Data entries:
--

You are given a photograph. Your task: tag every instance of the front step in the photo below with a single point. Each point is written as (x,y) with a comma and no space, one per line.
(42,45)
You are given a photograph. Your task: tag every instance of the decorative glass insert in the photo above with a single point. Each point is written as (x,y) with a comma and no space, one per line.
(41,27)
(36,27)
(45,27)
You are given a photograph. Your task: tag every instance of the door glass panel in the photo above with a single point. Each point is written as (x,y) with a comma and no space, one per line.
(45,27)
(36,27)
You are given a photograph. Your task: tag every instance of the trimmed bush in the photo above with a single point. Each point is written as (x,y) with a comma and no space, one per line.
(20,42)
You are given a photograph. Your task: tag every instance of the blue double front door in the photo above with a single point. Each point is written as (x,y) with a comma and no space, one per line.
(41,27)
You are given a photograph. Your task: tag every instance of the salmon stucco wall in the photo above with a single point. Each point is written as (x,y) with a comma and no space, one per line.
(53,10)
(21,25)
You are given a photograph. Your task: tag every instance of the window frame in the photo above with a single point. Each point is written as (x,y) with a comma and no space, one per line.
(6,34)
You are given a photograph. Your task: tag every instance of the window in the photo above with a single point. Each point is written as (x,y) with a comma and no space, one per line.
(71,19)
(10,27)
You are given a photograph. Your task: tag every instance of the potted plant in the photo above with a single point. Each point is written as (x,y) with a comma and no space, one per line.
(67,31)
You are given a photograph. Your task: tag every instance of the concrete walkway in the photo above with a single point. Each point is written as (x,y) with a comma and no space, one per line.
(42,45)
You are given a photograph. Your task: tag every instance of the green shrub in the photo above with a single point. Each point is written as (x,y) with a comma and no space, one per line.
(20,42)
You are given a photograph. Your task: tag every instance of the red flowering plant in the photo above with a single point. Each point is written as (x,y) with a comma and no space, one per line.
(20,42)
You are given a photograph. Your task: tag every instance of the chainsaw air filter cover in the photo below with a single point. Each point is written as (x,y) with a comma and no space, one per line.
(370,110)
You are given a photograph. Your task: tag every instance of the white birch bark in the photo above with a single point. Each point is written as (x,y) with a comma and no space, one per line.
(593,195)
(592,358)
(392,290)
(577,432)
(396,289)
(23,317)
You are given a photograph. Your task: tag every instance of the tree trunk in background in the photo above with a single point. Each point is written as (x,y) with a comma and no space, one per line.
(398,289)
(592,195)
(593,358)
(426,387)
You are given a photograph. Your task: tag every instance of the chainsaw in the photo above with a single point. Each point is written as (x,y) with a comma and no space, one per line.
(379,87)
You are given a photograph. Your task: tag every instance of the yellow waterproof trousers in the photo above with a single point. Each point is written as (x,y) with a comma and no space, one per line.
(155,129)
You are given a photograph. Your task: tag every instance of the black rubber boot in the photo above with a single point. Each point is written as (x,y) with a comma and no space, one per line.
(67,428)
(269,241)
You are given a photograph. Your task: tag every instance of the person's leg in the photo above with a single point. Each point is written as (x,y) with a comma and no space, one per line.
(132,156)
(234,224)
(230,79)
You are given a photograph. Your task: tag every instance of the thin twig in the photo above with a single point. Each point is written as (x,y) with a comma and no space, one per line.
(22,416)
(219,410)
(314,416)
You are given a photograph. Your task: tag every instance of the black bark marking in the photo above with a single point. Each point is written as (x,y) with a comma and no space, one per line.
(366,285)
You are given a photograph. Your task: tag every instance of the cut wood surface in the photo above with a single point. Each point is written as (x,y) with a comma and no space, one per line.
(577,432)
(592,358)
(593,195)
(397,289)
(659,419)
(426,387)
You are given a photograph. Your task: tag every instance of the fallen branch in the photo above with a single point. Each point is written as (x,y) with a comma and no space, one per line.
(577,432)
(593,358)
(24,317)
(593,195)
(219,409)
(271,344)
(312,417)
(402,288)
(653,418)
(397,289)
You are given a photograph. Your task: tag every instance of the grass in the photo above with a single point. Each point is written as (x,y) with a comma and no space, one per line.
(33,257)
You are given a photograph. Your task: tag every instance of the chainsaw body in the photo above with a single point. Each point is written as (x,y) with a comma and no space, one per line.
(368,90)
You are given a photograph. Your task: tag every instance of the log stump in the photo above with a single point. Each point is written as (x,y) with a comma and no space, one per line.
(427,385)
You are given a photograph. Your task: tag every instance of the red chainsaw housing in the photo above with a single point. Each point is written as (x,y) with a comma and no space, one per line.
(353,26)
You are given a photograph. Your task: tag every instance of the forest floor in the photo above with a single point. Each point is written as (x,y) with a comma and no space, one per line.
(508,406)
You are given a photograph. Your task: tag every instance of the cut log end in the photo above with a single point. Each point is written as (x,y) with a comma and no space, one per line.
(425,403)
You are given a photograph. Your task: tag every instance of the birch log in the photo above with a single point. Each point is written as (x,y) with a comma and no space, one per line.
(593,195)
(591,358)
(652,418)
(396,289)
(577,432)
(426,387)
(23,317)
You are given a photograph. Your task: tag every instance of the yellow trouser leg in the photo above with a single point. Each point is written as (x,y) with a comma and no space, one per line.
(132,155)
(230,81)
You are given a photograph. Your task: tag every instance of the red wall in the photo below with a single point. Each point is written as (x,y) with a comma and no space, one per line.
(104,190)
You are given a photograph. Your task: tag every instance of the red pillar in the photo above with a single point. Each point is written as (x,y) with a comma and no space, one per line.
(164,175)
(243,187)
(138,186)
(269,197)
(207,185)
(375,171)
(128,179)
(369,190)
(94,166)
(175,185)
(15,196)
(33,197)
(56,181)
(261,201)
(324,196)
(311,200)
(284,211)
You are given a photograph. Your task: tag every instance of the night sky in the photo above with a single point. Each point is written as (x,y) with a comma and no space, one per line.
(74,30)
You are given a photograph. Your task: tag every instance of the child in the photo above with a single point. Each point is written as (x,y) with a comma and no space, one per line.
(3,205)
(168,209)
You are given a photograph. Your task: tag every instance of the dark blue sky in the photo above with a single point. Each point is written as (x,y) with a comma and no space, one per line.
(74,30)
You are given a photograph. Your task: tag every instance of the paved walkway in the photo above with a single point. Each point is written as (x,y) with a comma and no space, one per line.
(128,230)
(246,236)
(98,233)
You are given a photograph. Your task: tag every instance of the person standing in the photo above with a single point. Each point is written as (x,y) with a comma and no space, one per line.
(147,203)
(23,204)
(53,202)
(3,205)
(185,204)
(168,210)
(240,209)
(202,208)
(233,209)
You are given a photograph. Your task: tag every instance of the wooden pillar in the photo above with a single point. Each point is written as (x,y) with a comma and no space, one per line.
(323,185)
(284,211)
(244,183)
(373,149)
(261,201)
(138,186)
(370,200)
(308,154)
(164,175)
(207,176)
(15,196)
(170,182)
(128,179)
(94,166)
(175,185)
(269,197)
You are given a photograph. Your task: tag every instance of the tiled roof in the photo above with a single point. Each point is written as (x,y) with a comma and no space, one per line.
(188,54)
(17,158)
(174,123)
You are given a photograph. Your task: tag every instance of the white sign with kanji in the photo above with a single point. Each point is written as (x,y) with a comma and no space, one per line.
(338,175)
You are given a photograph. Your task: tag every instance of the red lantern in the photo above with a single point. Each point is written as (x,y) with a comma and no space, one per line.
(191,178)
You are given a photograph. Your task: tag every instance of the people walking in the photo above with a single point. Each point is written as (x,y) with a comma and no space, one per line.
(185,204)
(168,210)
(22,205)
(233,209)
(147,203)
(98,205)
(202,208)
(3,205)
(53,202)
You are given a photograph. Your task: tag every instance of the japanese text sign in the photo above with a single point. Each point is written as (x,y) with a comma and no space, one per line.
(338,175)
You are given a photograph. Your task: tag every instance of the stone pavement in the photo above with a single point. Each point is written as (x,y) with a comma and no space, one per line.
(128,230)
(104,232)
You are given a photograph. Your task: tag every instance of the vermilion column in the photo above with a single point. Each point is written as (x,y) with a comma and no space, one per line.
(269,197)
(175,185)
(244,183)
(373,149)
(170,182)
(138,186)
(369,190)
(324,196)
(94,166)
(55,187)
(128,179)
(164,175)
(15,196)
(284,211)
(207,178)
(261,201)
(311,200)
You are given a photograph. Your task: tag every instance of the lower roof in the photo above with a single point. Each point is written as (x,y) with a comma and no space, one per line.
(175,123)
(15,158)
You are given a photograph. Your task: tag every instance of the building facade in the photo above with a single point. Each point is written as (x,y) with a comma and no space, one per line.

--

TASK STATEMENT
Take the lines from the one containing "the white sign" to the last line of the material above and write them out exactly.

OUTPUT FOR THIS EXERCISE
You are given a photograph. Your task: tag every instance of the white sign with kanji in the photo above with a single point. Each point is written as (x,y) with a comma and no space, one per line.
(338,175)
You are given a photograph. Your task: tag every instance of the red lantern in the photo above with a single point. Each point is written as (x,y) with a comma and no space, one per line.
(191,178)
You are given a photograph. Your task: tag every instance of the people walking in the photo above with a single point. Each point is written as (x,y) with a comma and no space, one per line.
(185,204)
(168,210)
(22,205)
(233,209)
(147,203)
(98,205)
(202,208)
(3,205)
(53,202)
You are given a photograph. Your task: tag every instance of the japanese text sign in the photo above with a single point. Each point is written as (x,y) with a comma and no space, one per line.
(338,175)
You are given a photograph. Your task: tag every instance of the stone pavement in the photo above with a single point. Each point is written as (x,y) with a comma and no space, one per line.
(128,230)
(104,232)
You are given a photograph. Your task: tag every instance of the vermilion column in the photo above with a single point. Each point is written as (x,y) with a comma and no space, one per line.
(269,197)
(175,185)
(244,183)
(373,149)
(170,182)
(138,186)
(369,190)
(324,196)
(94,166)
(55,187)
(128,179)
(164,175)
(15,196)
(284,211)
(207,178)
(261,201)
(311,200)
You are given a photograph. Your task: tag every instance of the lower roof in the photo above with a single point. Each point is written as (x,y) with a comma and no space, one per line.
(175,123)
(15,158)
You are given a photograph. Your task: tag every instance of the building facade in the photo above with a single point. Each point is written as (x,y) with a comma and no space, one per line.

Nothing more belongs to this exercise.